**Passage:**
+---+

Fig.11 Fiber array assembling

Fig.12 An example of fiber array

Fig.13 Typical example of 1x8 splitter bonded by fiber arrays

Fig.14 FTTH (Fiber To The Home) 

Fiber arrays are components that connect optical waveguides and optical fibers. Conventionally, the most common type of fiber array is the V-groove type, as shown in Fig. 11. V-grooves are prepared by machining or wet etching on a glass plate that is several millimeters in thickness having a precision of ±1 μm. The optical fibers are arrayed along the grooves and fixed by an adhesive agent. The end surface is optically polished. Figure 12 shows an example of the fiber array.

There are various types of optical waveguides such as planar lightwave circuits, silicon photonic waveguides and lithium niobate waveguides. Regardless of types, channel numbers and pattern complexity of the waveguides, each waveguide must be connected to external components and devices via optical fibers.

Waveguides are prepared via techniques such as semiconductor lithography, and hence, the waveguide dimensions are controlled at submicron precision regardless of the number of waveguides (e.g., 8, 32 or 48). Therefore, the optical fibers to be attached to the waveguides also need to be arrayed at submicron precision. Fiber arrays used for such purposes are shown in Fig. 13.

+---+

**Available data:**
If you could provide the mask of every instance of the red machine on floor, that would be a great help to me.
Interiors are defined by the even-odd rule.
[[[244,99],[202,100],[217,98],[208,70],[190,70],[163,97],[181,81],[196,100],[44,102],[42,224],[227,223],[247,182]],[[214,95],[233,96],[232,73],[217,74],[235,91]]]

+---+

**Task to complete:**
According to the passage on fiber arrays, how are the V-grooves prepared? The material above is unrelated to the passage on fiber arrays.

**Solution for this problem:**
By machining or wet etching on a glass plate several millimeters thick, with a precision of ±1 μm.